=== Section Start ===

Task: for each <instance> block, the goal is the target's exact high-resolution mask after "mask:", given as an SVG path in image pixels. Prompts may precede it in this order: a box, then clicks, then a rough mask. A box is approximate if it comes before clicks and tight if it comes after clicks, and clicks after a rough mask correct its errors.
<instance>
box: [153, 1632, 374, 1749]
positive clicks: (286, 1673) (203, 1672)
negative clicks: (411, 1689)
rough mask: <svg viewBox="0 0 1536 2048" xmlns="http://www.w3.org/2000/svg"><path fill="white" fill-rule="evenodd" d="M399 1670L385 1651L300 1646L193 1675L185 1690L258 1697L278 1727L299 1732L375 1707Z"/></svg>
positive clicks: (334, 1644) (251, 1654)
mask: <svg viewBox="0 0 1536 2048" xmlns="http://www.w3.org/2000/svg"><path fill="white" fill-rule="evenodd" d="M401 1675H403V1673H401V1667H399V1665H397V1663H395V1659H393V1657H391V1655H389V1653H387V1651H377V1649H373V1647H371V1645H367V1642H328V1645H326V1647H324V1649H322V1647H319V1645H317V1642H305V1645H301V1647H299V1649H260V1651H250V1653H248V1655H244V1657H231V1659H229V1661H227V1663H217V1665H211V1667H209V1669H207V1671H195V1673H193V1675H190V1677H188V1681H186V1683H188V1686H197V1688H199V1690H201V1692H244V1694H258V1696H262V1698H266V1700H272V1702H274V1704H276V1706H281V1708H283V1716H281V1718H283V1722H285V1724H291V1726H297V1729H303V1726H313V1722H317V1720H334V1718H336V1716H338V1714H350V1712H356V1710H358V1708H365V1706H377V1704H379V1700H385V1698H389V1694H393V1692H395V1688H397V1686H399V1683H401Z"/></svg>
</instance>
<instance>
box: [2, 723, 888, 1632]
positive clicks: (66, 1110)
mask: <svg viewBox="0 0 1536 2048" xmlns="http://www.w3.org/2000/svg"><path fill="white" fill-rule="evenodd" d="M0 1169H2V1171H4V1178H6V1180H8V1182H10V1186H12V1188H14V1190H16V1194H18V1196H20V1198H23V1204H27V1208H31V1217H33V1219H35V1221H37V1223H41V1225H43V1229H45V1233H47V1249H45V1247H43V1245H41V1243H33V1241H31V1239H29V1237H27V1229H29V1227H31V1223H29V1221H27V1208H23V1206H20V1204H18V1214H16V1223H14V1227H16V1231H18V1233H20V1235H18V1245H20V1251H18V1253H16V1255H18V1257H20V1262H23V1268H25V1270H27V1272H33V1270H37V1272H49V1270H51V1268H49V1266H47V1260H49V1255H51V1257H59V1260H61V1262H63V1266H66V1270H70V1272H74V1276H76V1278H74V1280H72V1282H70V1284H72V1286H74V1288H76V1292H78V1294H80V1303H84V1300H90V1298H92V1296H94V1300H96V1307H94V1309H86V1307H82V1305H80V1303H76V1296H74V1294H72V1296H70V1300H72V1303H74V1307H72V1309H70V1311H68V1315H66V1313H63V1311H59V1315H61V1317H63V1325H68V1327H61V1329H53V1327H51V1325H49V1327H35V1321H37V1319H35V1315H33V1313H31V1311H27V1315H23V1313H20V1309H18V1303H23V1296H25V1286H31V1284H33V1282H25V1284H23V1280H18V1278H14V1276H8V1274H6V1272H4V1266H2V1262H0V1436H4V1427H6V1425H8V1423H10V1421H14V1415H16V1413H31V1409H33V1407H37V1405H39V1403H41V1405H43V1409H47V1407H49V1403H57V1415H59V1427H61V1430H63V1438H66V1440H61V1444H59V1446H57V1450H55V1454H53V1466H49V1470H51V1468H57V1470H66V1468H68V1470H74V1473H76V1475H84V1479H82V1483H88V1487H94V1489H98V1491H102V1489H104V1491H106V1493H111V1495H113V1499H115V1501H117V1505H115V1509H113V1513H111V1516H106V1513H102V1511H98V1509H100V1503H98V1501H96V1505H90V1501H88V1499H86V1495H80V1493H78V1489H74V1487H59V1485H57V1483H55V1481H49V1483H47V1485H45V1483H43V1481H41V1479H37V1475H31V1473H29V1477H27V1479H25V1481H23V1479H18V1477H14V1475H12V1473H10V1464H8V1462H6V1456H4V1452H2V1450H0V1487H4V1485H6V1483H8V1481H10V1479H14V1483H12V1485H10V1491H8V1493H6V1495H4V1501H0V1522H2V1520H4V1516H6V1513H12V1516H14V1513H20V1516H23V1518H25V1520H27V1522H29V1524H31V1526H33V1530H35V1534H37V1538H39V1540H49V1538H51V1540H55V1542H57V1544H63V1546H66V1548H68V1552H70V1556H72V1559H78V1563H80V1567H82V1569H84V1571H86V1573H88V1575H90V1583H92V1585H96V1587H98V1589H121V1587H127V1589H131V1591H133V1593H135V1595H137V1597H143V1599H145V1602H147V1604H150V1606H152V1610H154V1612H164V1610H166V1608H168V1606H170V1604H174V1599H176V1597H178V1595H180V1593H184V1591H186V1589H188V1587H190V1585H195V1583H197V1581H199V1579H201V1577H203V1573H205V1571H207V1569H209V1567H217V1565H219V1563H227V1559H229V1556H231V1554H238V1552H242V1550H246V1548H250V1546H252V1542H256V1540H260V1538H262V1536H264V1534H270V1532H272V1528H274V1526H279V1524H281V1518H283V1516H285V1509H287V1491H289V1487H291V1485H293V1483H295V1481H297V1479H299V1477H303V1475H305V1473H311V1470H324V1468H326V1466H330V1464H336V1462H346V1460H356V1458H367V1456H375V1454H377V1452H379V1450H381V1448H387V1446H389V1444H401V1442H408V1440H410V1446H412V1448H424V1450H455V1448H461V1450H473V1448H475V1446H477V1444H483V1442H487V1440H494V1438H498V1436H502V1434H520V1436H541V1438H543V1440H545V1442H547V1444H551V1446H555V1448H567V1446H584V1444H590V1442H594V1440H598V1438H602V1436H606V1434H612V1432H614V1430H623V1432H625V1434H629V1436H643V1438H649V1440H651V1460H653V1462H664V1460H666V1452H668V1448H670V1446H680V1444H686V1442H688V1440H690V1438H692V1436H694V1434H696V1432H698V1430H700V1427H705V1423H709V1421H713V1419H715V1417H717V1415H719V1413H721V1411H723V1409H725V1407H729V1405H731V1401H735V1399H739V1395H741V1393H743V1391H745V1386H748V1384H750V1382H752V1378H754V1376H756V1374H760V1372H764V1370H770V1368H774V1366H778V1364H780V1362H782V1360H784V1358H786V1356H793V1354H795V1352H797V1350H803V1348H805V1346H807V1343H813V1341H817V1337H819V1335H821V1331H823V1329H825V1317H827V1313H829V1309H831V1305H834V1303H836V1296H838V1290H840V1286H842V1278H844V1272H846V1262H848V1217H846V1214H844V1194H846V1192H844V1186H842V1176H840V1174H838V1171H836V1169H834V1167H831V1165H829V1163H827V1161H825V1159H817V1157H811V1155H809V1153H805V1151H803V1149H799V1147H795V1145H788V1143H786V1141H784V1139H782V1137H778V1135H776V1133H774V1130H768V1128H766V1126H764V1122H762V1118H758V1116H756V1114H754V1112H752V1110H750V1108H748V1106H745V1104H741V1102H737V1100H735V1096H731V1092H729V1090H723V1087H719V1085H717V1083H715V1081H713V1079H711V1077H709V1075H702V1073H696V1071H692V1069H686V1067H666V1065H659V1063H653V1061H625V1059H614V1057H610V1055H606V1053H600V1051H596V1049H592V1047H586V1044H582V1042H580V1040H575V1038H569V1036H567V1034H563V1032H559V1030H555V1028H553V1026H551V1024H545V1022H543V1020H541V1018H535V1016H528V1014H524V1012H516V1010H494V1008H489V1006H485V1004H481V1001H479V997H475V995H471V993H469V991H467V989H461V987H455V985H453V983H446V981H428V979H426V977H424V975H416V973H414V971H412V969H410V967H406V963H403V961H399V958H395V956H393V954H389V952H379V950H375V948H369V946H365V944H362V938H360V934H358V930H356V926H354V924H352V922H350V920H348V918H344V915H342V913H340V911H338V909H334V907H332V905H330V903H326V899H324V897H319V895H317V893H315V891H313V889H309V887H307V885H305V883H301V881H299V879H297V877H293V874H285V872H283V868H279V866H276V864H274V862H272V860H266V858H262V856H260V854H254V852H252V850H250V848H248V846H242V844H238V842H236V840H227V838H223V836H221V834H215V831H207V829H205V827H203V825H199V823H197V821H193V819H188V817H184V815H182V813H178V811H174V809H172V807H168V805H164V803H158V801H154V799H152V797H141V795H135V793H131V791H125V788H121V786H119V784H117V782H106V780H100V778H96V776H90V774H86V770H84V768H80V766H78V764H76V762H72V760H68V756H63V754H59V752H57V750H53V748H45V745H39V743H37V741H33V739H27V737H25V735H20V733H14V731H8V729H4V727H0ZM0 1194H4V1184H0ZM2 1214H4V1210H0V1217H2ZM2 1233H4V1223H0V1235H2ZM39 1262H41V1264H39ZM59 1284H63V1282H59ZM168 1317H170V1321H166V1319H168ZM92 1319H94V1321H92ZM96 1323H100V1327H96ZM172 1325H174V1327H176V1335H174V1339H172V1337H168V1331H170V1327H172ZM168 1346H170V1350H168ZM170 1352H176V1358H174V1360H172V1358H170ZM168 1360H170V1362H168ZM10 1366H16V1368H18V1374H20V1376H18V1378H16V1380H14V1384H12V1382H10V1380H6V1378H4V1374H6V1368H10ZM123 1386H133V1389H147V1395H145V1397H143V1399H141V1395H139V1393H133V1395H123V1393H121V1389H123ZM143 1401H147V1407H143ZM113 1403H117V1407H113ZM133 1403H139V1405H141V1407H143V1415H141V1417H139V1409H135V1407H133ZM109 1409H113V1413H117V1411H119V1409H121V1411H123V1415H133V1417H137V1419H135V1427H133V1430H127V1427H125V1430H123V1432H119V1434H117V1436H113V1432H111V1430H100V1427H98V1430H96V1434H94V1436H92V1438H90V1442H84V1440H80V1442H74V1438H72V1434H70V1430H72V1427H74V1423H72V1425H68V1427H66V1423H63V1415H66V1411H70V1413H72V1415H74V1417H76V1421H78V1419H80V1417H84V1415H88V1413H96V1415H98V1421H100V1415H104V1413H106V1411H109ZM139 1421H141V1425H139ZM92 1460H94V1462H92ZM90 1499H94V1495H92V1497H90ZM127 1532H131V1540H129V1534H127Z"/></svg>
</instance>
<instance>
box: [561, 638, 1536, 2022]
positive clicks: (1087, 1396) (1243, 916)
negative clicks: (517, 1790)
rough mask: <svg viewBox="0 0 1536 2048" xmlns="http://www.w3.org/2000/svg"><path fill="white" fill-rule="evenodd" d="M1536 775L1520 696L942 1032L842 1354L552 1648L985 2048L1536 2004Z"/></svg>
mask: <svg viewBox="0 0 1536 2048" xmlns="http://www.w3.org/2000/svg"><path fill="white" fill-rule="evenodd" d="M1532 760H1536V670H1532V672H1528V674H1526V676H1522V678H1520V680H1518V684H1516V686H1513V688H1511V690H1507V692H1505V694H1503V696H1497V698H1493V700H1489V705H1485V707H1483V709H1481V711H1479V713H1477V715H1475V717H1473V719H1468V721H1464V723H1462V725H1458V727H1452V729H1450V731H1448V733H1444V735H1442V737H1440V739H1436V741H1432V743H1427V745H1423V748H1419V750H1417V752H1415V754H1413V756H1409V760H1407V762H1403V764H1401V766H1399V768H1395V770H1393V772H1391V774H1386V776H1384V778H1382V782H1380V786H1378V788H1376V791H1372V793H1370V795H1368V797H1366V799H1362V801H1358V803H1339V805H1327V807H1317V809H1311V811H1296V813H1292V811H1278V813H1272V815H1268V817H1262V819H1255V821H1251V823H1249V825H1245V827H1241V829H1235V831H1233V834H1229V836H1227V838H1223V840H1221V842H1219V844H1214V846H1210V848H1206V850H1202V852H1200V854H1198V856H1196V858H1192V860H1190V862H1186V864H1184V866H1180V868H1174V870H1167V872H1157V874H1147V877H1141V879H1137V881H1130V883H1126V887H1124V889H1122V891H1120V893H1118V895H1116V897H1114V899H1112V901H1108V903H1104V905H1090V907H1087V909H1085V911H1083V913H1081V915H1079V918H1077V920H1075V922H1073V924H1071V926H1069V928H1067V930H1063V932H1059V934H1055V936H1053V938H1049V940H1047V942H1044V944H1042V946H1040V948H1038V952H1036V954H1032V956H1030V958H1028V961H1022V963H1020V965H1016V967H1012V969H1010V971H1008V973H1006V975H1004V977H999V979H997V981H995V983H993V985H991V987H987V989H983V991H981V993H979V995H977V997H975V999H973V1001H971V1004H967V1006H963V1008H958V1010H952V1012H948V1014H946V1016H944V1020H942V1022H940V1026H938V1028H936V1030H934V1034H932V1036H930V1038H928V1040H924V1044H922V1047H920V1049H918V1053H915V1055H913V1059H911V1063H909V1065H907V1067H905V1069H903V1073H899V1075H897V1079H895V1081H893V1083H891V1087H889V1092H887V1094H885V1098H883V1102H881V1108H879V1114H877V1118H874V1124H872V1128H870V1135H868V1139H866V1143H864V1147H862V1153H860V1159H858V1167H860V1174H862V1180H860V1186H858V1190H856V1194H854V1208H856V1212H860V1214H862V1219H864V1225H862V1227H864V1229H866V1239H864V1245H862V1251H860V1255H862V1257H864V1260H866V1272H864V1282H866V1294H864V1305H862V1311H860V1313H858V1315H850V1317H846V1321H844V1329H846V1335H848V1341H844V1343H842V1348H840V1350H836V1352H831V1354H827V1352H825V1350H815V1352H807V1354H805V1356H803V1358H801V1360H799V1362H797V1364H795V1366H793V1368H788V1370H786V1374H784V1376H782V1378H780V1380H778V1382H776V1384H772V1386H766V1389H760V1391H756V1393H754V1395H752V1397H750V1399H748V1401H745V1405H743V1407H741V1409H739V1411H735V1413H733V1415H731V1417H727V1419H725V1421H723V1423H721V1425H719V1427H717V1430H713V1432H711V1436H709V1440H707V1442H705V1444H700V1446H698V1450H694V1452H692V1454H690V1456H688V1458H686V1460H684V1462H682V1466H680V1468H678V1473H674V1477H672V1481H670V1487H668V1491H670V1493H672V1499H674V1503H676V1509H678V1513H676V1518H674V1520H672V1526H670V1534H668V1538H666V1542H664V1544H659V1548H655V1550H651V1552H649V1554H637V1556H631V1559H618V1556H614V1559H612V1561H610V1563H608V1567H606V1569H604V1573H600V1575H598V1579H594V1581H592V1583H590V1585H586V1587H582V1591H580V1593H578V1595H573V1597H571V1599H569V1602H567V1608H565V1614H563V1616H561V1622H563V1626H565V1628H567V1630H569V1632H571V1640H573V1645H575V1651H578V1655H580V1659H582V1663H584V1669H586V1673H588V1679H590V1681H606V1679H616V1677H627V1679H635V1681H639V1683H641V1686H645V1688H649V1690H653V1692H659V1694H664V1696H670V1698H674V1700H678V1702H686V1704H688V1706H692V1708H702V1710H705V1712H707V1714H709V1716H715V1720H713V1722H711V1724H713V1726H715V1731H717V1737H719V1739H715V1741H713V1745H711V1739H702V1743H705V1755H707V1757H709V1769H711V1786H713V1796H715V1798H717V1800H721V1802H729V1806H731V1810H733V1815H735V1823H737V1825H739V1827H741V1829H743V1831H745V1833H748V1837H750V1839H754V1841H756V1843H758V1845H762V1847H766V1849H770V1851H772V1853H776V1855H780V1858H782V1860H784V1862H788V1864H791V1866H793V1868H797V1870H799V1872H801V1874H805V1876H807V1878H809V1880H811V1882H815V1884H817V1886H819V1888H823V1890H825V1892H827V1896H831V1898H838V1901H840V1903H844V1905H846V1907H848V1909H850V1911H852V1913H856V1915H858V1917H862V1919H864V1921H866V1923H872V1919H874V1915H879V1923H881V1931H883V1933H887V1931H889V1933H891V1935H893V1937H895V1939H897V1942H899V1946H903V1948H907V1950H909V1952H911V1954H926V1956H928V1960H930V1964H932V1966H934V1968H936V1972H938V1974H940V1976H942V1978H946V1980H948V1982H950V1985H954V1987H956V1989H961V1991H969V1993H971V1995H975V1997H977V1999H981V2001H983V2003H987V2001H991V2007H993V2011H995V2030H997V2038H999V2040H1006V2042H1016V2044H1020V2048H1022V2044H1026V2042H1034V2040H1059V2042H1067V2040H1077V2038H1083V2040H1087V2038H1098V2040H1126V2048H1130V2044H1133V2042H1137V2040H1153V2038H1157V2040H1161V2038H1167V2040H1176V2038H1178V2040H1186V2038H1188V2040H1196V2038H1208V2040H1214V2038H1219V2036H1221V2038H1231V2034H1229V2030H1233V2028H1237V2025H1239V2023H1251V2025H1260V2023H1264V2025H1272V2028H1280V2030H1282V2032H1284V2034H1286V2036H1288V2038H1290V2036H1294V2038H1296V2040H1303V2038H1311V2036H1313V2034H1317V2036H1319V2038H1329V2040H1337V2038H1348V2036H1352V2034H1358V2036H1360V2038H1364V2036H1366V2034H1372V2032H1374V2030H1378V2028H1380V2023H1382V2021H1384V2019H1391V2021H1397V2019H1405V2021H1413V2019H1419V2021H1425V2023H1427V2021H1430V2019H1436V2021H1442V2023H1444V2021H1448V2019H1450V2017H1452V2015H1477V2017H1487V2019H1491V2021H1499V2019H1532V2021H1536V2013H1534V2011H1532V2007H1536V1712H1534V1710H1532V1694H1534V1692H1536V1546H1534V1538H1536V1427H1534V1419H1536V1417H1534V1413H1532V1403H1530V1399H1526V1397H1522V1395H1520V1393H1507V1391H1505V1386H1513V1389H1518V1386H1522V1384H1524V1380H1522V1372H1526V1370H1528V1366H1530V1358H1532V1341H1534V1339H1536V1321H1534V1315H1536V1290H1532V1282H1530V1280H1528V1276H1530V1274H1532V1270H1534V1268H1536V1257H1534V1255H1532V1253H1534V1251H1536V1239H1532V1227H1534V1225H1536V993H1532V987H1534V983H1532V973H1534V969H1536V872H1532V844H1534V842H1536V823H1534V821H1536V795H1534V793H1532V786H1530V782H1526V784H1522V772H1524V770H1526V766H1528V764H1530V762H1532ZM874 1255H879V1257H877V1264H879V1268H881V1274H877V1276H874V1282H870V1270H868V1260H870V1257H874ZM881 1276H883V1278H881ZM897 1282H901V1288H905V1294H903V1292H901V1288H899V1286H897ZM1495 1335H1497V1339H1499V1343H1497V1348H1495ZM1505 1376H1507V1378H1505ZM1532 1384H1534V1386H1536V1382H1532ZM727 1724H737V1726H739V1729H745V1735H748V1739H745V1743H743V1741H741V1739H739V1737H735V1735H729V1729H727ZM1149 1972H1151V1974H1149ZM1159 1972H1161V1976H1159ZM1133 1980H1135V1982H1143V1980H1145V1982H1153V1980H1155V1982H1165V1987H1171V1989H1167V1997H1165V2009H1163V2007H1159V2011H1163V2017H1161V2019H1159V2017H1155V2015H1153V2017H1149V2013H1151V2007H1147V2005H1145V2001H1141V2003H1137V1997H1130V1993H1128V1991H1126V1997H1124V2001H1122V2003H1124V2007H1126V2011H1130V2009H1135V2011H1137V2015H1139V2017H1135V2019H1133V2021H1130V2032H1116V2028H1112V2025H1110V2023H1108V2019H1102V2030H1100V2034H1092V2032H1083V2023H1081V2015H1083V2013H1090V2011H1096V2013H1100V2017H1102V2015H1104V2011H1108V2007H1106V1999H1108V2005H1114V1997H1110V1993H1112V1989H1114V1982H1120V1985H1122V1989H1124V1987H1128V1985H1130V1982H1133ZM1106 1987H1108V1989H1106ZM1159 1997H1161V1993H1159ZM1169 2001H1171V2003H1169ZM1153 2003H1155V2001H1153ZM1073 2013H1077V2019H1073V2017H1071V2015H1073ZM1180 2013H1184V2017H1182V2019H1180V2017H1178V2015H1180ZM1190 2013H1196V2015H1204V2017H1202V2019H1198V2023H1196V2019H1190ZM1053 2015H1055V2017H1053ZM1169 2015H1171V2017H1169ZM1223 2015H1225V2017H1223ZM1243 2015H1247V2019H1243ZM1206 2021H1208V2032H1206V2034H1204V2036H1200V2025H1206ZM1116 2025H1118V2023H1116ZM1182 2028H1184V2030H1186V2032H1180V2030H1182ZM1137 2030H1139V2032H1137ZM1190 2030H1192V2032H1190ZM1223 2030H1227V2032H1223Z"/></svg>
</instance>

=== Section End ===

- **EXERCISE REQUIREMENTS**
Rewrite the listing from its first line through the line containing "positive clicks: (334, 1644) (251, 1654)", replacing every occurrence of "rough mask" with "coarse mask" and leaving everything else unchanged.

- **SOLUTION TO THIS PROBLEM**
Task: for each <instance> block, the goal is the target's exact high-resolution mask after "mask:", given as an SVG path in image pixels. Prompts may precede it in this order: a box, then clicks, then a coarse mask. A box is approximate if it comes before clicks and tight if it comes after clicks, and clicks after a coarse mask correct its errors.
<instance>
box: [153, 1632, 374, 1749]
positive clicks: (286, 1673) (203, 1672)
negative clicks: (411, 1689)
coarse mask: <svg viewBox="0 0 1536 2048" xmlns="http://www.w3.org/2000/svg"><path fill="white" fill-rule="evenodd" d="M399 1670L385 1651L300 1646L193 1675L185 1690L258 1697L278 1727L299 1732L375 1707Z"/></svg>
positive clicks: (334, 1644) (251, 1654)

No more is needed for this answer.